ねらい A:
提示文で「」に囲まれている語句を、出てくる順にすべて書き出してください。
ねらい B:
提示文のうち、「当初の予定だと、まーりゃんが」を含む語句で始まり「それではまた、いつの日にか。」で終わる部分を、一字も変えずに引用してください。

提示文:

なんか色々と申し訳ないですと思ってしまいます。郁乃分の少なさ故に。
とりあえずこのお話は『二つの思い、一つの未来』の1/から少し後の出来事という事で。
当初の予定だと、まーりゃんがここまで出張りはしないはずだったのですがどこでどう間違ったのか。
途中で一度お蔵入りにしようかとも思ったのですが、まあいいやと再開してみたらこんな話になりました。
「掲示板に投下しようかな」とお蔵入りにする直前に思っていたのはここだけの秘密で。
そして本来の「その参」は別の内容だったのですけれども、それはまた別の機会に。

それではまた、いつの日にか。

らいるの言い開き。

いやまあ、確かにこれを郁乃SSと言うには郁乃の出番は少ないわけですが。
でも主題は郁乃なんだし、いいんじゃないでしょうか。とか何とか言いつつ、やっぱりまーな先輩の言動に思いっきり引きずり込まれてしまうんですよねw

いきなり、 「汗臭いぞたかりゃんっ!」 だもんなあ。
いやもう、今回も笑わせて頂きました。郁乃ファンには……どうなんでしょう、物足りなかったんでしょうか?

元データ:
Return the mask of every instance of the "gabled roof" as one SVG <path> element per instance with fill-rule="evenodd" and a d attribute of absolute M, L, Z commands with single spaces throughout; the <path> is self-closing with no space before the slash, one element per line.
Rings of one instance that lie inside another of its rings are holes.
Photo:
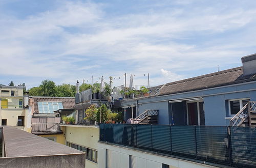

全出力 A:
掲示板に投下しようかな
その参
汗臭いぞたかりゃんっ!

全出力 B:
当初の予定だと、まーりゃんがここまで出張りはしないはずだったのですがどこでどう間違ったのか。
途中で一度お蔵入りにしようかとも思ったのですが、まあいいやと再開してみたらこんな話になりました。
「掲示板に投下しようかな」とお蔵入りにする直前に思っていたのはここだけの秘密で。
そして本来の「その参」は別の内容だったのですけれども、それはまた別の機会に。

それではまた、いつの日にか。